◆ Listed entries:
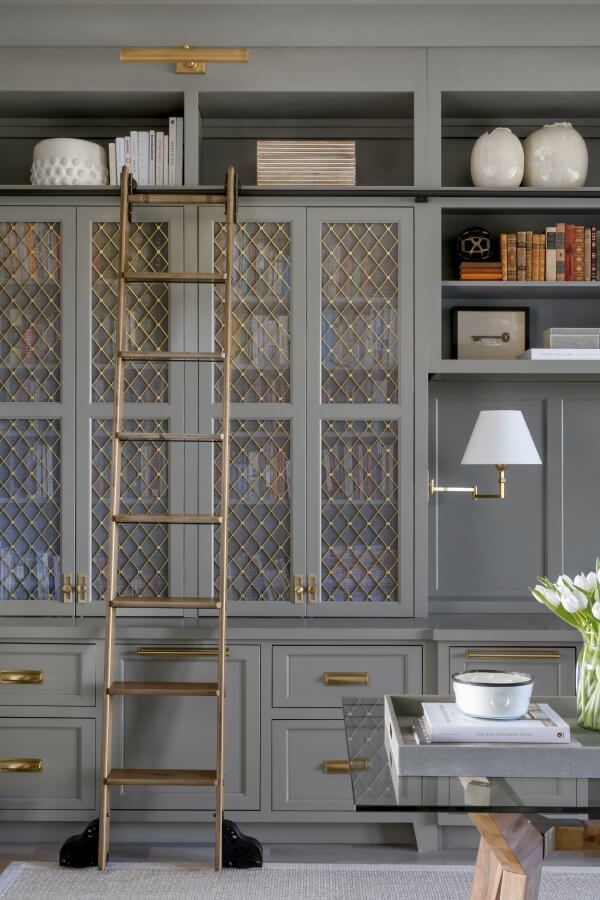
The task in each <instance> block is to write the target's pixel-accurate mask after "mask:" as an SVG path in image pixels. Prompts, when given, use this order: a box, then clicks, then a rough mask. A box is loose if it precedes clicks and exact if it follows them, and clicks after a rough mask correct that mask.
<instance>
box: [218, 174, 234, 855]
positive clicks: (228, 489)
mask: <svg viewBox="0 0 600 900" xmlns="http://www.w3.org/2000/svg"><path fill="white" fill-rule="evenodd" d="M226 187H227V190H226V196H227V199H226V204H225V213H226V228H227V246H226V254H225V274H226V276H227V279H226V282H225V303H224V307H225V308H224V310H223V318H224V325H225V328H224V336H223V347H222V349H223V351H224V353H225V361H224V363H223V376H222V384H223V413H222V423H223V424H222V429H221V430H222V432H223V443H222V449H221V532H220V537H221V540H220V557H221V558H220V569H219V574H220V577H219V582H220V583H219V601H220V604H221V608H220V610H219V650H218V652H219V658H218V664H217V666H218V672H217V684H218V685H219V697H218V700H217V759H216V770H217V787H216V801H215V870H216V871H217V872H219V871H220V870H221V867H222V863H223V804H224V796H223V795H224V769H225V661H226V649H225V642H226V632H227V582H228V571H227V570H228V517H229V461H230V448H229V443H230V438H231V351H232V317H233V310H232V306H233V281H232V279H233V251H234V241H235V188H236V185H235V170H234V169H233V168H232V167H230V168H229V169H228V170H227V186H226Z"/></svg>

---

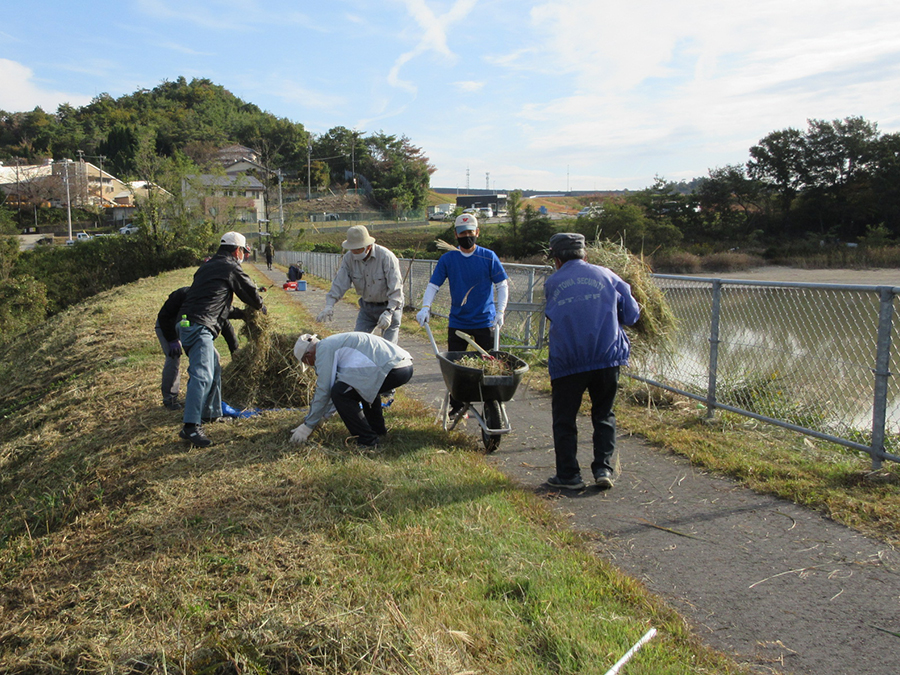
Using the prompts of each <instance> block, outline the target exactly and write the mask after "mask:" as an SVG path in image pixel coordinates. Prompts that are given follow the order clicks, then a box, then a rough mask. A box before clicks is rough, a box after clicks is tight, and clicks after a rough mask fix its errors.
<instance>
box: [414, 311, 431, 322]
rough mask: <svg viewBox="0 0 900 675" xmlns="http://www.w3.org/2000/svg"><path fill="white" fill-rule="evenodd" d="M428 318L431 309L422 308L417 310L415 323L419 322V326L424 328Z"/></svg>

◆ Task description: In the listing above, start at the line with "Using the prompts", go on through the line with "rough mask: <svg", and copy each of those lines exactly; leave out all the rest.

◆ Result of this exercise:
Using the prompts of each <instance> block, outline the target exactly and write the mask after "mask:" as an SVG path in image pixel coordinates. Prompts that are given follow the order clicks, then a box, then a rough mask. A box before clicks is rough, a box after clicks is tight, and clicks after a rough mask fix its errors.
<instance>
box: [414, 311, 431, 322]
rough mask: <svg viewBox="0 0 900 675" xmlns="http://www.w3.org/2000/svg"><path fill="white" fill-rule="evenodd" d="M428 318L431 309L422 308L417 310L415 323L419 322V326L424 328Z"/></svg>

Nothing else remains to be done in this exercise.